[Opening SOURCE EXTRACT section]

HHS' inspector general's office said last week that it has settled 925 of an anticipated 4,660 audits of hospitals for improper billing of outpatient services, recovering more than $22 million in Medicare funds.
The inspector general's office boasted of its results in its semi-annual report to Congress on its efforts to enforce rules and regulations that protect Medicare and Medicaid.
The audits to which HHS is referring began in December 1994 and focus on diagnostic tests that were performed by hospitals shortly before patients were admitted for care. If the tests were taken within 72 hours of admission, the government says they're already paid for as part of Medicare's diagnosis-related group payments to hospitals. Hospitals that bill separately for the tests are submitting fraudulent Medicare claims, the government contends.
Hospitals in eight states have gone through audits and are in the process of paying settlements. The states are Florida, Illinois, Indiana, Louisiana, Mississippi, Missouri, New York and Pennsylvania, where the investigation began.
Audits are pending in three states: Georgia, New Jersey and North Carolina. Next up on the audit list are hospitals in California and Texas.
When all the audits are completed, the inspector general's office said it expects to have collected as much as $110 million from hospitals.
The report also updated Congress on the progress of its ongoing investigation of hospital Medicare billing for certain laboratory tests (See related story, p. 33).

[Closing SOURCE EXTRACT section]
[Opening EXCERPTED DATA section]

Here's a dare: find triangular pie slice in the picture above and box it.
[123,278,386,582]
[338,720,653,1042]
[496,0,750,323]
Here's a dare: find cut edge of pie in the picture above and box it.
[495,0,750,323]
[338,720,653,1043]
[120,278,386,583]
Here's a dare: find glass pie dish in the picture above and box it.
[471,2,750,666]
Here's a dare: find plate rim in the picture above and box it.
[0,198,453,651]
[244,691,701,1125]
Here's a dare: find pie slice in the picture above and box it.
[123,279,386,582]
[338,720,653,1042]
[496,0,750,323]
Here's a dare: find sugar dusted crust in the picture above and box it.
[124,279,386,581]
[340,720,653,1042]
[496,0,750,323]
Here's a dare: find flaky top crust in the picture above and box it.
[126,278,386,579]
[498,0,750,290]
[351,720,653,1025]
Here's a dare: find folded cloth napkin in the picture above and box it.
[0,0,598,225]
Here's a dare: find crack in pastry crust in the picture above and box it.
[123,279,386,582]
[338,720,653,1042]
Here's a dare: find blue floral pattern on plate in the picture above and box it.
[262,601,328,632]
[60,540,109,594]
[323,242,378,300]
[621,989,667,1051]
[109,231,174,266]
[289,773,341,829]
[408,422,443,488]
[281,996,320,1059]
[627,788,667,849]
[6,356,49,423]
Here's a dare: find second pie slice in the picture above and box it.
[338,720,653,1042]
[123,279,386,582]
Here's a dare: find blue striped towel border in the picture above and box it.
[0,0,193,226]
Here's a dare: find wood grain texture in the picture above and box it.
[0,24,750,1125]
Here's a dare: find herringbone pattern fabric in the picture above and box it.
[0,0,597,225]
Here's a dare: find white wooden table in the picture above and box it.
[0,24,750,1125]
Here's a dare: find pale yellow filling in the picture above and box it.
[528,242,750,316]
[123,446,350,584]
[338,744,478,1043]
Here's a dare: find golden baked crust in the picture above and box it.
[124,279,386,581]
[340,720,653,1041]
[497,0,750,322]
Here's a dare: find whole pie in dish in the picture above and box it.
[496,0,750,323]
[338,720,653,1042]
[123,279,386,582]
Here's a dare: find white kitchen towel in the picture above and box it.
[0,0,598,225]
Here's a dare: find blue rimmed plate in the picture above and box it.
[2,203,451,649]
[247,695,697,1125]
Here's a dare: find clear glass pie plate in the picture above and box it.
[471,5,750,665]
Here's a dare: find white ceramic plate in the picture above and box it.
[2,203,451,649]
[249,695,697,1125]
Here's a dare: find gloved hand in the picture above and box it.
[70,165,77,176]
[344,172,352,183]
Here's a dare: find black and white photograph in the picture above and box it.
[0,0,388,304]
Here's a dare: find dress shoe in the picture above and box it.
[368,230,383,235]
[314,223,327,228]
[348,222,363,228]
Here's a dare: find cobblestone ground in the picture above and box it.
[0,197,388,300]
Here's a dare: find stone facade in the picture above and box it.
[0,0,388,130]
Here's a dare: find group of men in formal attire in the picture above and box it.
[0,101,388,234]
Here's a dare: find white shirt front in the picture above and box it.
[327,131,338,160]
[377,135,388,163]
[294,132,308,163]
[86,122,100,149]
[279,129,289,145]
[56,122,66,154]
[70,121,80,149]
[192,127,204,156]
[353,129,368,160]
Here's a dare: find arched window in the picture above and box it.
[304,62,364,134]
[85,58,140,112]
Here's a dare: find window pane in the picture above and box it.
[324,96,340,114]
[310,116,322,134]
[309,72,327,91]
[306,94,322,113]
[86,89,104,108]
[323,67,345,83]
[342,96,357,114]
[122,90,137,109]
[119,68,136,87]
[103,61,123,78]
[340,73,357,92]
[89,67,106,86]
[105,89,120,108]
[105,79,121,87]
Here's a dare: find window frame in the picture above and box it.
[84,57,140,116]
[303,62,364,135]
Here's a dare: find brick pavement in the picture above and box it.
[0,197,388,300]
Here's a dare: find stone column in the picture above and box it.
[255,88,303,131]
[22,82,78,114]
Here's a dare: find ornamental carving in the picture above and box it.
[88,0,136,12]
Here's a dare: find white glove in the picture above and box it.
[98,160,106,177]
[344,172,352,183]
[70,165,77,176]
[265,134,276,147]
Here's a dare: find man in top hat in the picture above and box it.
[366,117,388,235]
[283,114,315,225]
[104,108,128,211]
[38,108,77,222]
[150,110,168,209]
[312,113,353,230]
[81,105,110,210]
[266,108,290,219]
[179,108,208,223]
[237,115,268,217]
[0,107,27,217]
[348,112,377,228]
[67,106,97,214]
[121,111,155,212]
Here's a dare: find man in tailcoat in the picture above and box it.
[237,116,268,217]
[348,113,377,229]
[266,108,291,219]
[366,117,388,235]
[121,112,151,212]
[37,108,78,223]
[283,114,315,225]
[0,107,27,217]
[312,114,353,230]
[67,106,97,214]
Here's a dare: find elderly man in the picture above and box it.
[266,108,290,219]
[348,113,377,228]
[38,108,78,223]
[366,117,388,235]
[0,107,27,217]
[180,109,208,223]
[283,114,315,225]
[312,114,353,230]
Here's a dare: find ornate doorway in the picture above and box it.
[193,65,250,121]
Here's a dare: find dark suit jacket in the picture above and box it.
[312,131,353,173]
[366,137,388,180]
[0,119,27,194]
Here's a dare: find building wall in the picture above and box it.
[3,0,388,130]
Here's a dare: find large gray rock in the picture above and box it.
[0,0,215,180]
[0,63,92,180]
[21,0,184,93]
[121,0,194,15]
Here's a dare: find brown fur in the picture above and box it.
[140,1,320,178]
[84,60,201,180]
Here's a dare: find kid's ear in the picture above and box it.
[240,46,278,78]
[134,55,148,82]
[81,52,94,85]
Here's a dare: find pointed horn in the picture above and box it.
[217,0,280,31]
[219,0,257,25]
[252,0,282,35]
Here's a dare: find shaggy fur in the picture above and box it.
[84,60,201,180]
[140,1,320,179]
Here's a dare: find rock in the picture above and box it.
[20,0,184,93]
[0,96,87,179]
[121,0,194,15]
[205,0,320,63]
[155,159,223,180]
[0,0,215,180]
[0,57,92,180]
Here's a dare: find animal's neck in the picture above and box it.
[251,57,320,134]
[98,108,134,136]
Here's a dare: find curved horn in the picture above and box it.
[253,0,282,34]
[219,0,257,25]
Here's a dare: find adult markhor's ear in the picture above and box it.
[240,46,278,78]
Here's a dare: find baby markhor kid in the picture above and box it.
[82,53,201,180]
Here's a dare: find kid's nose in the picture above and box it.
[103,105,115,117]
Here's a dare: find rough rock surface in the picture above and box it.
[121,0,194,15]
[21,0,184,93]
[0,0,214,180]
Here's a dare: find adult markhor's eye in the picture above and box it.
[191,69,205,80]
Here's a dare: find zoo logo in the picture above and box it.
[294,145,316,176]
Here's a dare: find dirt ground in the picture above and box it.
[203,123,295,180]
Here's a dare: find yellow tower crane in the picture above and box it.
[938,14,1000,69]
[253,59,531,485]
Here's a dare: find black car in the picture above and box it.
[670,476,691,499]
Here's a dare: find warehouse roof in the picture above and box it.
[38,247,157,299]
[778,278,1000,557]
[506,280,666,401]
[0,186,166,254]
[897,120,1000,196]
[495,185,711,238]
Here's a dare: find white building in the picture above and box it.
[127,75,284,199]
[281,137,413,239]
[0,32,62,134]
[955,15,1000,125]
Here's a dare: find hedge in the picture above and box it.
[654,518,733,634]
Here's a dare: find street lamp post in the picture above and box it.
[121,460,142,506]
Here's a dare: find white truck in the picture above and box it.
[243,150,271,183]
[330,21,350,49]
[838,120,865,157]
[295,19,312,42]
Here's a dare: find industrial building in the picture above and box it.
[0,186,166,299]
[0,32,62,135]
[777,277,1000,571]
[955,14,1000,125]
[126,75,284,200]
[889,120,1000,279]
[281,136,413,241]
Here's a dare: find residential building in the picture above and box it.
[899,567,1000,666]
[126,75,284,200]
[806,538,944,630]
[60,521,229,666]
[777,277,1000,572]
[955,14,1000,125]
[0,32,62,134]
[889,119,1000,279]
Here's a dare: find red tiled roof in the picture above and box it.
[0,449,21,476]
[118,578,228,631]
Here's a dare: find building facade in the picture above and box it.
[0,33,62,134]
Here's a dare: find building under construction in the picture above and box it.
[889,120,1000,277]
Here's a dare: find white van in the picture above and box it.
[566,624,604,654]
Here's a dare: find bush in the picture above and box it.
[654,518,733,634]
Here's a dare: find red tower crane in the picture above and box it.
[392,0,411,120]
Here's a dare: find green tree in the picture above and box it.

[Closing EXCERPTED DATA section]

SET OF TASKS:
a) In the article on Medicare billing audits, how much does the inspector general's office expect to have collected from hospitals once all the audits are completed?
b) Echo the article on Medicare billing audits between "When all the" and "story, p. 33).", inclusive.
c) According to the article on Medicare billing audits, which states have hospitals that have gone through audits and are in the process of paying settlements?

RESULTS FOR THE EXERCISE:
a) As much as $110 million.

b)
When all the audits are completed, the inspector general's office said it expects to have collected as much as $110 million from hospitals.
The report also updated Congress on the progress of its ongoing investigation of hospital Medicare billing for certain laboratory tests (See related story, p. 33).

c) Florida, Illinois, Indiana, Louisiana, Mississippi, Missouri, New York and Pennsylvania.